EXERCISE BRIEF
Continue the Anglin Lake article from the point where it stops.

EXCERPT
= Beginning of Section =
Lake in Saskatchewan, Canada

Anglin Lake is a reservoir in the boreal forest ecozone in the Canadian province of Saskatchewan. It is east of Prince Albert National Park in the central part of the province in the District of Lakeland No. 521. Access to the lake is from Highway 953 and it is about 70 km north of the city of Prince Albert. The only community on the lake is Anglin Lake.

== Anglin Lake history ==
Anglin Lake is a man-made lake in the Spruce River watershed. Beginning in the early 1900s, several different dams were built at varying stages along the Spruce River with the current dam being completed in 1960. Prior to the construction of any of the dams, Anglin Lake was a series of smaller lakes connected by natural channels that only flowed into the Spruce River in high water level years. In 1939, the first major dam was completed along the Spruce River. This dam backed up the water creating Jacobsen Bay (the westernmost portion of modern-day Anglin Lake) and connected it to the upstream East Anglin Lake (presently the main body of Anglin Lake), creating a larger body of water connected by a narrow channel. At the entrance to Jacobsen Bay, three different dams were constructed in 1936, 1940, and 1954 to regulate the water levels of Jacobsen Bay and East Anglin Lake. Collectively, these three dams were known as the Tower Road Dams.

The 1939 dam had a history of washouts. Because of this, combined with the need to regulate water levels in two nearby recreational lakes (Emma Lake and Christopher Lake), it was decided a new dam was needed. Two-and-a-half kilometres downstream, the Spruce River Dam was built in 1960 by the Government of Canada's Department of Northern Affairs to regulate flow on the river and to provide additional water for a diversion into Emma and Christopher Lakes. This new dam created a body of water between it and the original 1939 dam. It also increased the lake's water level by a further .4 m, over-topping the Tower Road Dams, and increasing overall original lake levels by 1 m. The increased volume of Anglin Lake connected it to Little Anglin Lake, creating a new bay called Christie Bay at the north-west corner of the lake where Bitter Creek flows in.
= End of Section =
Source data
= Beginning of Section =
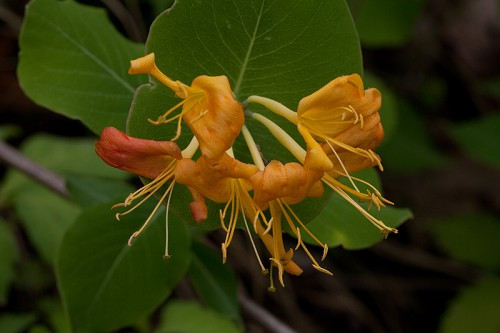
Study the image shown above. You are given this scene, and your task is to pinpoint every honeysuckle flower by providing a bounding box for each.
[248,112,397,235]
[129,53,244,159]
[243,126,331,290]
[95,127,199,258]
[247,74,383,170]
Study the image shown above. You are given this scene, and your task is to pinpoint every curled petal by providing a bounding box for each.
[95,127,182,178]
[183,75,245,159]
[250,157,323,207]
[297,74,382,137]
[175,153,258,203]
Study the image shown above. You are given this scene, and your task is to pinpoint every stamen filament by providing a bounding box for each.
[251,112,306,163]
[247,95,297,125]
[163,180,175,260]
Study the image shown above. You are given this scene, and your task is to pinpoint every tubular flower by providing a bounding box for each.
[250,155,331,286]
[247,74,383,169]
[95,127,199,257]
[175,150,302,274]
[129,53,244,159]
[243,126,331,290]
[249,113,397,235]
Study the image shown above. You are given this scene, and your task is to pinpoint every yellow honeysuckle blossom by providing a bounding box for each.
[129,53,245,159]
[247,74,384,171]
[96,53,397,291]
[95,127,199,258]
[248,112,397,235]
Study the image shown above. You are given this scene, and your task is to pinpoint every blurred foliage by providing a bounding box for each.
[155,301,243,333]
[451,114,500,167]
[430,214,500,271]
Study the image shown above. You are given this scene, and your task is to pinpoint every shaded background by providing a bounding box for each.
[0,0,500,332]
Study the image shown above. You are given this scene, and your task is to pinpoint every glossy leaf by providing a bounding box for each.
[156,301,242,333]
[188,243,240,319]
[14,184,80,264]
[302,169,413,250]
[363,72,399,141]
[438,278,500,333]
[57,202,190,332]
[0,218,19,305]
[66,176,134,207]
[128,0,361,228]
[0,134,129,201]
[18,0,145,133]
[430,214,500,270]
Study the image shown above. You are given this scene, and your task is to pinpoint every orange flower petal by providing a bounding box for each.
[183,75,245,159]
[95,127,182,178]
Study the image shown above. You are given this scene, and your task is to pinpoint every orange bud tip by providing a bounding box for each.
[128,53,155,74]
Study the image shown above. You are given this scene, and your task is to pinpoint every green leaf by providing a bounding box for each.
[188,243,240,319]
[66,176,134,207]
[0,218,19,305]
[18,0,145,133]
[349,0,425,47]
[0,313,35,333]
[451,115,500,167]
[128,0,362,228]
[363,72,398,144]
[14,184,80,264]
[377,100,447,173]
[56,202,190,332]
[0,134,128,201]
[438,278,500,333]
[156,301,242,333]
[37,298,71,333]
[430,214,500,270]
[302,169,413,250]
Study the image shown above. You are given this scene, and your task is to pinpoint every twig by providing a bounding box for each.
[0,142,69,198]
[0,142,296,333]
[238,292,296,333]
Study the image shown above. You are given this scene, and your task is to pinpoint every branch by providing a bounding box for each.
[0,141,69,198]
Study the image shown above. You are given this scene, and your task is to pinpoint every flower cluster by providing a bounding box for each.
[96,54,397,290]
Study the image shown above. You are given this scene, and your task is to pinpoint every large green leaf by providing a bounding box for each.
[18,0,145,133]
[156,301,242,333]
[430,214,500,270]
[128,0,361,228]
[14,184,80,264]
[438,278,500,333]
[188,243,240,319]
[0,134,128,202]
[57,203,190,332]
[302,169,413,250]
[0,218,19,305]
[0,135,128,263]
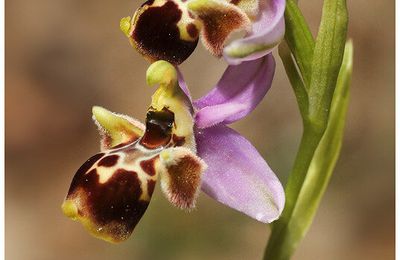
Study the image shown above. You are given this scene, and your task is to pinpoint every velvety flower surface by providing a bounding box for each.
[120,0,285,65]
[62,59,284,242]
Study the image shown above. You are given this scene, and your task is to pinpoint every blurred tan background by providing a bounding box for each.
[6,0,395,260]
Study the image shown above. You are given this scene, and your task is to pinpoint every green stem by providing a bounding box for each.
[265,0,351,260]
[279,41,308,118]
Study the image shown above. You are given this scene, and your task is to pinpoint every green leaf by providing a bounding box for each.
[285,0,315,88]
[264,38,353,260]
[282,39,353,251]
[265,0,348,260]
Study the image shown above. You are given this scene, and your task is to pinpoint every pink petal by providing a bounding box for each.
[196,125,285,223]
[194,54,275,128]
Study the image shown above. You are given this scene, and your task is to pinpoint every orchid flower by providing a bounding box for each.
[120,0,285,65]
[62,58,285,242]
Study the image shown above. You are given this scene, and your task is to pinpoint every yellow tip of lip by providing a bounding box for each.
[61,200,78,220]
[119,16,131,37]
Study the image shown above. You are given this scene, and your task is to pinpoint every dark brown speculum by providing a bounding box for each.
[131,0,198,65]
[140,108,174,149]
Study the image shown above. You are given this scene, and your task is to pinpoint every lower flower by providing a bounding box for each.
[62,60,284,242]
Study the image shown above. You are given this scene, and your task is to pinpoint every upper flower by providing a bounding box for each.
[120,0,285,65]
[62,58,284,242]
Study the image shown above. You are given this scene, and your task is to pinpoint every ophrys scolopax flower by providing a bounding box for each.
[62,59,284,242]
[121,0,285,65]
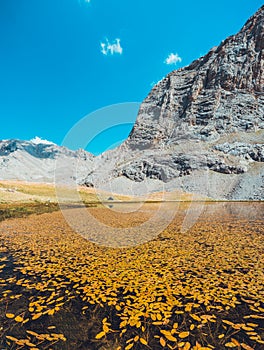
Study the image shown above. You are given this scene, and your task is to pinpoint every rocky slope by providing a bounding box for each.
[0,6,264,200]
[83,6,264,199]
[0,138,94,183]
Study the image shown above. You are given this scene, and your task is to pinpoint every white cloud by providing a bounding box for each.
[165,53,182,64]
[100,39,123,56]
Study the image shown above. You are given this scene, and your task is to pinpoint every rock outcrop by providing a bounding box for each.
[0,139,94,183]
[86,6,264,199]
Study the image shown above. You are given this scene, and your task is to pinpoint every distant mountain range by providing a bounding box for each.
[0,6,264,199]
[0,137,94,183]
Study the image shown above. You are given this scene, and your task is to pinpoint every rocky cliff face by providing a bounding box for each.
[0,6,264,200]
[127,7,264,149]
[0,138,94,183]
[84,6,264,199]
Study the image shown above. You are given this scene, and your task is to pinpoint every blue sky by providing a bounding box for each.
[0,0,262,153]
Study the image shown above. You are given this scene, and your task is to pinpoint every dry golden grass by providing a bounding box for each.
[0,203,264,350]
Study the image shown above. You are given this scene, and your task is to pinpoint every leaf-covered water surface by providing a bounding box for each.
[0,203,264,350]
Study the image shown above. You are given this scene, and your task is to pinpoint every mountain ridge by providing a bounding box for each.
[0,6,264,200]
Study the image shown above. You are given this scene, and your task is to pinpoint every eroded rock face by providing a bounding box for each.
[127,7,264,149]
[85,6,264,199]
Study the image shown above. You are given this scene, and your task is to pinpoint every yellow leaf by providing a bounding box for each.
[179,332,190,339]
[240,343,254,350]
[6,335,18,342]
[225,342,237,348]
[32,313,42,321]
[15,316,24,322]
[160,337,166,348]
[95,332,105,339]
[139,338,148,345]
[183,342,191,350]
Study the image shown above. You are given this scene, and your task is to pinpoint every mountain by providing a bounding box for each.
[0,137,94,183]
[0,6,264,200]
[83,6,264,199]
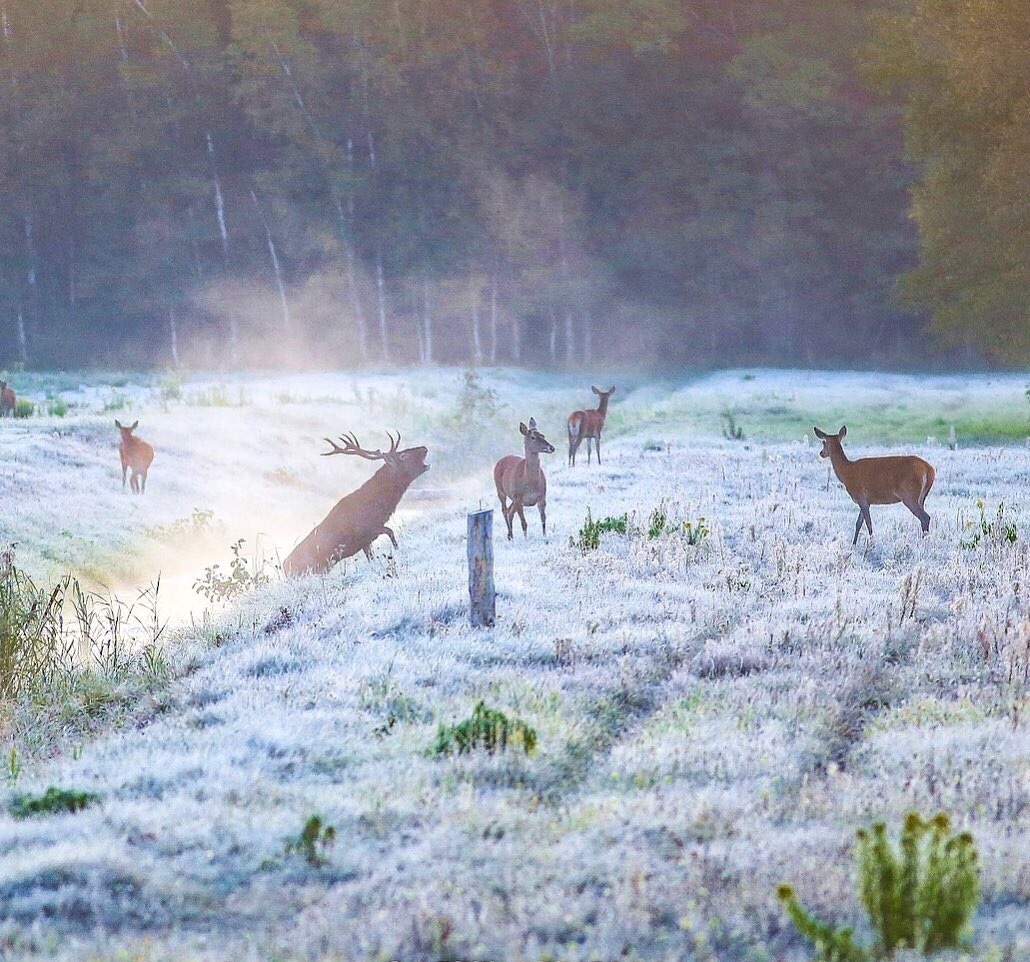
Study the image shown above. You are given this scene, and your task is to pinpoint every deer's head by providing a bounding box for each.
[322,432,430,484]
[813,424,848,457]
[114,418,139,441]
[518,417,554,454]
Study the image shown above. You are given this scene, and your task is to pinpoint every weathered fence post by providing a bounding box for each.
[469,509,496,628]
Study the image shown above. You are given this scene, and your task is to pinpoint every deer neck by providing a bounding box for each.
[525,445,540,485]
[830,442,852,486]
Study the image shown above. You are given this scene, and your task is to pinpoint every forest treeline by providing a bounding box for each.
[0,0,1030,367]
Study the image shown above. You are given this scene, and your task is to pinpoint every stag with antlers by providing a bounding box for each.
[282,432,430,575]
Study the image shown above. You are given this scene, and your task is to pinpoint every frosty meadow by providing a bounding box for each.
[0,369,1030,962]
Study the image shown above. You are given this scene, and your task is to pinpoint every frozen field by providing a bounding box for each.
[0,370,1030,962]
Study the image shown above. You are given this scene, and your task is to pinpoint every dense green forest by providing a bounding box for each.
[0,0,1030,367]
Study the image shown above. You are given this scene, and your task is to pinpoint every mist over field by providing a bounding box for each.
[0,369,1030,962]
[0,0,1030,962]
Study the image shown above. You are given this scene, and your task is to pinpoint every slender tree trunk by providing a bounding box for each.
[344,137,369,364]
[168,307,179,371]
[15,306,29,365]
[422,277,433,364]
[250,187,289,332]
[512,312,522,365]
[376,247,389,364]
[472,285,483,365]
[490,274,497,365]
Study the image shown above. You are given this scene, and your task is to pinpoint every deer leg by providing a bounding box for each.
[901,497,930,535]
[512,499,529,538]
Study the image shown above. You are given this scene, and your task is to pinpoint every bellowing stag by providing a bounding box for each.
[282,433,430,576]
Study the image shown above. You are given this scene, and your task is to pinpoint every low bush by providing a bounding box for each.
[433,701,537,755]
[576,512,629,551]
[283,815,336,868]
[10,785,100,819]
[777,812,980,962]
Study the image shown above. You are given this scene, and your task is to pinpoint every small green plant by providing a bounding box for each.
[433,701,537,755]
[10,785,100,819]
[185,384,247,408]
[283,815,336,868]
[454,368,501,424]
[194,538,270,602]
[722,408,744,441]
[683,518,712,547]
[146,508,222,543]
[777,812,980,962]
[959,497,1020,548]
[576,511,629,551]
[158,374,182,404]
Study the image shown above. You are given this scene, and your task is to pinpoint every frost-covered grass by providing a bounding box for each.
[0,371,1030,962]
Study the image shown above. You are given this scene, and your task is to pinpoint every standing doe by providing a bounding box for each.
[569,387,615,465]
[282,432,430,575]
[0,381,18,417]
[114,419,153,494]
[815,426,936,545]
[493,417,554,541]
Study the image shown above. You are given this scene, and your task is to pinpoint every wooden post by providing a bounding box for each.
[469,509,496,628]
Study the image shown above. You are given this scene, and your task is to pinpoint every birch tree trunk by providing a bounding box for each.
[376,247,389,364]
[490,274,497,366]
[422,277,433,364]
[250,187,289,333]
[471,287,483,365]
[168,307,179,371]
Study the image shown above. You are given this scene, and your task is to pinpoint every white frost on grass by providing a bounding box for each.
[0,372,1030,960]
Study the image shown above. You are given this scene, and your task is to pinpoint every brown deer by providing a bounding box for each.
= End of Section =
RESPONSE BOX
=== Emma Lake diversion ===
The Emma Lake diversion is a 10 km long diversion channel that runs from Anglin Lake to Emma Lake. The channel begins at a pumphouse about one kilometre north-east of the Spruce River Dam. The pumphouse lifts water up from Anglin Lake 8 m through 284 m of pipeline to a channel that leads to Gladys Lake. From there, gravity takes the water through a series of ditches, natural channels, and Blanche and Mae Lakes into the northern end of Emma Lake. Pumping began on 23 June 1961 and after a few years, Emma Lake levels rose 1.8 m above 1960 levels. The pumphouse, the original of which was replaced in 1997, pumps water at a rate of .65 m3 per second. The diversion and pumphouse are operated by the Saskatchewan Water Security Agency.

== Parks and recreation ==
Most of the lake is within Great Blue Heron Provincial Park. Fishing, swimming, hiking, and camping are activities on and around the lake. Rentals, such as boats, and accommodations are available at Land of the Loon Resort / Jacobsen Bay Outfitters. The westernmost point of the lake is in Prince Albert National Park.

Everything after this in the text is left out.